**Written request**
Restate the entire listing word for word.
───── Material ─────
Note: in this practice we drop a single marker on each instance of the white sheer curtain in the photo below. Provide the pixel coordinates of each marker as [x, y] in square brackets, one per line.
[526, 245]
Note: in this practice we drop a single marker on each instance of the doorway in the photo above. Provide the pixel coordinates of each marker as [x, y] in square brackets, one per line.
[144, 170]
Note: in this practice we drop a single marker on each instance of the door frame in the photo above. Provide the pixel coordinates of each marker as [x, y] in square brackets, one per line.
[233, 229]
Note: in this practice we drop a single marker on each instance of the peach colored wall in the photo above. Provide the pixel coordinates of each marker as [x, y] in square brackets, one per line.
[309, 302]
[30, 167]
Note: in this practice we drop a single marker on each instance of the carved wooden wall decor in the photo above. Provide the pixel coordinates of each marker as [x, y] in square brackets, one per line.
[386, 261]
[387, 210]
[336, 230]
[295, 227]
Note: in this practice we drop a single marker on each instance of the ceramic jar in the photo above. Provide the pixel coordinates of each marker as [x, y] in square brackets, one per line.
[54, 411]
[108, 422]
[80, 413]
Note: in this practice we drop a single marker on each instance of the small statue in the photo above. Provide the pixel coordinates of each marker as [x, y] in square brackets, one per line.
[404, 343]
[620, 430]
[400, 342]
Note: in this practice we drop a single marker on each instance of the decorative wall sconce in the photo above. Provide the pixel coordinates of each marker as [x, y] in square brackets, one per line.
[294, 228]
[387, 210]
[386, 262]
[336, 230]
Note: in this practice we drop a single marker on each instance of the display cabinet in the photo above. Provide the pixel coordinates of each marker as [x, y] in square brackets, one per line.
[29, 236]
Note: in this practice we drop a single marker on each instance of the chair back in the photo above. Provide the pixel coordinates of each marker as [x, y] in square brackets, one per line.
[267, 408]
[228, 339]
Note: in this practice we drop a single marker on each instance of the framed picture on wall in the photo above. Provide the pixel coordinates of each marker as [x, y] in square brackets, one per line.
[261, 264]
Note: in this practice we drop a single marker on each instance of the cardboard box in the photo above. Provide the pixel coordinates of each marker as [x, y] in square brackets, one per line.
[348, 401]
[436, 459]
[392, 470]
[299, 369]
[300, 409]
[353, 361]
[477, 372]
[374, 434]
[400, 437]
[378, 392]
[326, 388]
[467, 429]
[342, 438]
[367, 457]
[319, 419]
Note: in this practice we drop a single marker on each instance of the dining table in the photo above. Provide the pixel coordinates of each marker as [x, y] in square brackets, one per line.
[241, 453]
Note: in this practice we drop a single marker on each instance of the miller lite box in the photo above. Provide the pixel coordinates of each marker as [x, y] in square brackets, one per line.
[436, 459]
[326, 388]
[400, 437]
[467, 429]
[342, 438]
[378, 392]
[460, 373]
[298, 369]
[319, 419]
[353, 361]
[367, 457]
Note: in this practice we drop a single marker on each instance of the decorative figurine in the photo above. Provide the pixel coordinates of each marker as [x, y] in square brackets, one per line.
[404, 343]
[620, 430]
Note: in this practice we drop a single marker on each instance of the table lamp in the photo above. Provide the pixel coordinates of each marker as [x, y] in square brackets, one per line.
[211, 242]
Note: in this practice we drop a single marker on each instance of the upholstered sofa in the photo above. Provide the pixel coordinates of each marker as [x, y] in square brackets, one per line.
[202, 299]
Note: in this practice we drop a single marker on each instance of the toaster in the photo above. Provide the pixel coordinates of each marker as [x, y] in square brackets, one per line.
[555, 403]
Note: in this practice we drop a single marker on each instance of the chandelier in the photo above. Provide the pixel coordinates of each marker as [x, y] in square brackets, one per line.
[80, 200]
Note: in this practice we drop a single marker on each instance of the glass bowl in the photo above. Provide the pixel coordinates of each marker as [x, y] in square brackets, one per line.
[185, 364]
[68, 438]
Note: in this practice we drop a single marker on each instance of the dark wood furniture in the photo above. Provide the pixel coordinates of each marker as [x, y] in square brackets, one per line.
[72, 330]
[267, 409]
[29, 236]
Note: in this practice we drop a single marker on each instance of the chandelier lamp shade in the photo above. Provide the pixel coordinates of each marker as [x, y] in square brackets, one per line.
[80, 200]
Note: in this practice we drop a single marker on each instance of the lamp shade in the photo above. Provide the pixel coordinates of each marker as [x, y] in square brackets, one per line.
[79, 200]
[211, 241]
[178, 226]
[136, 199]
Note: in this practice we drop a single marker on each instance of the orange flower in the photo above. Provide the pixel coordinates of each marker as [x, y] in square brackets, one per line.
─────
**Answer to the exercise**
Note: in this practice we drop a single marker on each instance of the white sheer curtain in the photo below. Provide the pixel coordinates of each marker as [x, y] in square brackets, one per line.
[526, 245]
Note: in this practice we drop a single marker on each instance of the doorway in the photo above. Provide the pixel coordinates of each marker as [x, y] in square brackets, one per line.
[144, 170]
Note: in this practice we drop a single marker on each instance of the door frame in the photo above. Provide the pixel coordinates of each marker as [x, y] in square brackets, one per line.
[233, 229]
Note: in this practice we drop a single marker on each instance of the peach colored wall in the photo above. Provide the pixel coordinates of each marker as [x, y] in square brackets, one per line.
[309, 302]
[30, 167]
Note: in this practice we drop a single marker on each instance of the carved wooden wall decor in the photo above. Provide the pixel coordinates of each marker as [x, y] in square brackets, one per line.
[386, 261]
[387, 210]
[336, 230]
[295, 227]
Note: in this practice we drop a single marker on each instance of the ceramic jar in the photo above. Provide the pixel coordinates of each marker as [x, y] in square brackets, one per line.
[54, 411]
[108, 422]
[80, 413]
Note: in this practice we drop a single marker on each instance of the small statue in the photo above. Provide the pixel coordinates of each marker as [x, y] in square brackets, one per line.
[404, 343]
[620, 430]
[400, 342]
Note: in this practice we drop a single marker on each instance of the decorative wall sconce in the photo above. Provide the pixel coordinates of each marker as [x, y] in square brackets, one per line.
[294, 228]
[387, 210]
[386, 262]
[336, 230]
Note: in this practice we drop a single marker on each instance of the display cabinet in the photo above. Provide the pixel coordinates of each marker as [x, y] in square brackets, one per line.
[29, 236]
Note: in this practice we drop a single marker on each instance of the chair back in the photo above. Provide the pixel coordinates of each marker as [x, y] in square brackets, one per line.
[267, 408]
[228, 339]
Note: in this practice we drop a single marker on each instance of the framed picture on wall in the photo above. Provide the pixel coordinates of each marker as [x, y] in square brackets, one per line.
[261, 264]
Note: in this practice we drop a single marker on each instance of the cardboard box in the photo above. Provide the pixel coordinates of each marker as [x, y] in square brackets, one per line.
[348, 401]
[436, 459]
[392, 470]
[299, 369]
[300, 409]
[353, 361]
[477, 372]
[374, 434]
[400, 437]
[378, 392]
[326, 388]
[467, 429]
[342, 438]
[367, 457]
[319, 419]
Note: in this practice we drop a single marker on each instance of the dining table in the photo above. Provide the pixel coordinates of each marker as [x, y] in square brackets, one per line.
[241, 453]
Note: in this practice we drop a single marker on each instance of the miller lite box in the photo above. Provide the pixel coordinates of each marker as [x, y] in square brackets, one per line.
[436, 459]
[326, 388]
[400, 437]
[467, 429]
[342, 438]
[378, 392]
[460, 373]
[298, 369]
[319, 419]
[353, 361]
[367, 457]
Note: in this practice we drop a single marker on each instance of the decorative figurine in the photo above. Provide the pixel coordinates of each marker as [x, y] in square brackets, one per line.
[404, 343]
[620, 430]
Note: in this practice we drop a single marker on each instance of the table lamp in the photo above. Provide the pixel coordinates of each marker as [x, y] in square brackets, one per line.
[211, 242]
Note: in this practice we drop a single marker on each instance of the upholstered sofa in the photo above. Provide the pixel coordinates of each marker as [x, y] in square brackets, one per line.
[202, 299]
Note: in this practice we drop a single marker on each instance of the toaster in the photo above. Provide the pixel coordinates of each marker as [x, y] in square brackets, one per line.
[555, 403]
Note: in this practice we drop a single marker on each instance of the chandelier in the photo above. Provide the pixel coordinates of each marker as [x, y] in square brackets, one per line.
[80, 200]
Note: in this practice we drop a single marker on each instance of the glass bowl in the photo above. Provide the pixel coordinates of each marker as [x, y] in square brackets, one per line.
[185, 364]
[68, 438]
Note: in this practice we drop a single marker on each instance of the dark wood furniture in the photo above. Provide the pixel coordinates of each marker as [x, y] in square brackets, one per line.
[72, 330]
[267, 409]
[29, 236]
Note: in this practice we drop a single marker on each instance of the chandelier lamp shade in the photo above. Provide the pixel coordinates of each marker as [x, y] in square brackets, one per line.
[80, 200]
Note: in this practice we drop a single marker on each instance of the lamp shade in the photo above. Provide the pixel coordinates of each marker as [x, y] in square brackets, one per line.
[79, 200]
[211, 241]
[178, 226]
[136, 199]
Note: in this practice we drop a single marker on each instance of the orange flower in the photo above. Provide the pixel coordinates of each marker as [x, y] in square brackets, one per line.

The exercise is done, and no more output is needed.